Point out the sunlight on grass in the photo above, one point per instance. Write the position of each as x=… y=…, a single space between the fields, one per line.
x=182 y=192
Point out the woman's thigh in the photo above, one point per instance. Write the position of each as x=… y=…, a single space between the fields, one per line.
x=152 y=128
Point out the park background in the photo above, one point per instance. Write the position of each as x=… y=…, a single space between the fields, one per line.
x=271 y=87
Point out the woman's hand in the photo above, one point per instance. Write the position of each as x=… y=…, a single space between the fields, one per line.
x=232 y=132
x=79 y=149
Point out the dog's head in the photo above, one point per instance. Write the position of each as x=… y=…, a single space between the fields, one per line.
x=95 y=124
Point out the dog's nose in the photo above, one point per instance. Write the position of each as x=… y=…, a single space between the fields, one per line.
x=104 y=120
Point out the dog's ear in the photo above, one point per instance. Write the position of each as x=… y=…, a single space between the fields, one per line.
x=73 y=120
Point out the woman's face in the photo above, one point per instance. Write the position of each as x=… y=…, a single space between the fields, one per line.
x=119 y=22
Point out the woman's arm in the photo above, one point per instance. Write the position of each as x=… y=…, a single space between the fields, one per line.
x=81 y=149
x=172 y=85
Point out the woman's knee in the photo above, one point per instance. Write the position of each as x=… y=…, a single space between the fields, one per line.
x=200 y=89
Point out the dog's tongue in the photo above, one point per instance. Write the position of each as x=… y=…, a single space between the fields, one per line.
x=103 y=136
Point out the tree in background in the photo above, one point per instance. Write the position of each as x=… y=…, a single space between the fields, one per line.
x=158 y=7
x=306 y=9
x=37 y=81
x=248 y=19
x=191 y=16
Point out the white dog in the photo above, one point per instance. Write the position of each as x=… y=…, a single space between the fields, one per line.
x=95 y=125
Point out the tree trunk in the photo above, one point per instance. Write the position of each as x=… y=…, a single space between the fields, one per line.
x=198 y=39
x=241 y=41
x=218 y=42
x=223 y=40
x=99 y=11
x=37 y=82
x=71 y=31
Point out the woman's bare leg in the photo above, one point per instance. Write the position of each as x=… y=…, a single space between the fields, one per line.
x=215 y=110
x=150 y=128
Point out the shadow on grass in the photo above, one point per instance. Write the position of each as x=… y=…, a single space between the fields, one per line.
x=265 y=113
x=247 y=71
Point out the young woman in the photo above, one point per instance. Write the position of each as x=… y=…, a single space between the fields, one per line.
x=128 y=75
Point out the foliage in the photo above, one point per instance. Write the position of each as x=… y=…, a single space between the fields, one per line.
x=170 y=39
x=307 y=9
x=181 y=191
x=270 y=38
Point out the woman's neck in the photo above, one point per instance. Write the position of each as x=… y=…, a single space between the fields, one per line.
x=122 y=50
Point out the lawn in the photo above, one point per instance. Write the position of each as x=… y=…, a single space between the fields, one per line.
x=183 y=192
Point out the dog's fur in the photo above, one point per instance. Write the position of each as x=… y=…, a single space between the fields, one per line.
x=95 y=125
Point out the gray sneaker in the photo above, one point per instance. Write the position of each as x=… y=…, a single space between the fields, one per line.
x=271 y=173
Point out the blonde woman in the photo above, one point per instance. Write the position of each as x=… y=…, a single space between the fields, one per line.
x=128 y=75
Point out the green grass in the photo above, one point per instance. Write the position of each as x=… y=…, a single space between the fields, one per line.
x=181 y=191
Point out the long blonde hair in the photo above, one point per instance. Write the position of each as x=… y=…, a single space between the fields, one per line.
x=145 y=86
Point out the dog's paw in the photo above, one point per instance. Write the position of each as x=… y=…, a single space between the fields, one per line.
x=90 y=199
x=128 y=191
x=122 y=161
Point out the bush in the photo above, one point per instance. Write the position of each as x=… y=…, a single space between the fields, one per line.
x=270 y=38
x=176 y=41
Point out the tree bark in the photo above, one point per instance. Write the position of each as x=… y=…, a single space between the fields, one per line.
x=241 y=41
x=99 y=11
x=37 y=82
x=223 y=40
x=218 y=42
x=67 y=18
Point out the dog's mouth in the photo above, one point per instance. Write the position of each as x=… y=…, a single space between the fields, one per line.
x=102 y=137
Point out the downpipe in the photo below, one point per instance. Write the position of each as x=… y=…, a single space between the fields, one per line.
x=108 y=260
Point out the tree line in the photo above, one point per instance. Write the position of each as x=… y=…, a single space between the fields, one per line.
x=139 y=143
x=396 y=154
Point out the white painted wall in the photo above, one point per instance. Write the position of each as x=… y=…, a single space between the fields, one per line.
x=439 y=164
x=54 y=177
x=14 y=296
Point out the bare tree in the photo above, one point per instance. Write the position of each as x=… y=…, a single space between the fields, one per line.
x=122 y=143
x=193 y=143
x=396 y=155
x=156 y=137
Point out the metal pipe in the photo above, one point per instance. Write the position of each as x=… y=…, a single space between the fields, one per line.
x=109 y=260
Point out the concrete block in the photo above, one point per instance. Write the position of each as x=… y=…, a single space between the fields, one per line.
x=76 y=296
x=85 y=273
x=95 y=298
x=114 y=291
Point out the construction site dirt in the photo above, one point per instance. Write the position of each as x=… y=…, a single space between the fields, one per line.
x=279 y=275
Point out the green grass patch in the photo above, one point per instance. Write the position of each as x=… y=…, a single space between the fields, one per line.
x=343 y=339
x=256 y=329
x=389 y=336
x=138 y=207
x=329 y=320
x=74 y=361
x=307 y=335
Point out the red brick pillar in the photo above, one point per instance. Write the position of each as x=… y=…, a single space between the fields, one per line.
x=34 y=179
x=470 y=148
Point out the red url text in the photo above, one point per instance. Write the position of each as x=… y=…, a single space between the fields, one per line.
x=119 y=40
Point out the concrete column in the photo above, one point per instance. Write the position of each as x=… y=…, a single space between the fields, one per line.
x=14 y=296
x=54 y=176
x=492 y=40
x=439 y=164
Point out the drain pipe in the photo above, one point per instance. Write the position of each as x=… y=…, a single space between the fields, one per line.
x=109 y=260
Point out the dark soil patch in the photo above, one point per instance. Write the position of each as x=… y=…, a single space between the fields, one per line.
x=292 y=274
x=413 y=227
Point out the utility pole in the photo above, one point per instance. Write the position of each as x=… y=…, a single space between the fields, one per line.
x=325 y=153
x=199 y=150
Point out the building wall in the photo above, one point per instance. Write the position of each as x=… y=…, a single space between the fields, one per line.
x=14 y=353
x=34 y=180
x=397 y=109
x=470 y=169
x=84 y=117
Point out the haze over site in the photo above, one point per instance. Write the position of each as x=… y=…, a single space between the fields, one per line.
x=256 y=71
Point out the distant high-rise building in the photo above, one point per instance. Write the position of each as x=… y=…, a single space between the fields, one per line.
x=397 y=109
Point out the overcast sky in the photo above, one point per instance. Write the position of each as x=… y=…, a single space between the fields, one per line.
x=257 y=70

About this task
None of the lines before the one containing "Point out the overcast" belong in the answer; reproduce that line and all later lines of the records exactly.

Exercise solution
Point out the overcast sky in the photo above, one point per instance. Write the position of each as x=… y=…, a single space between the fields, one per line.
x=257 y=70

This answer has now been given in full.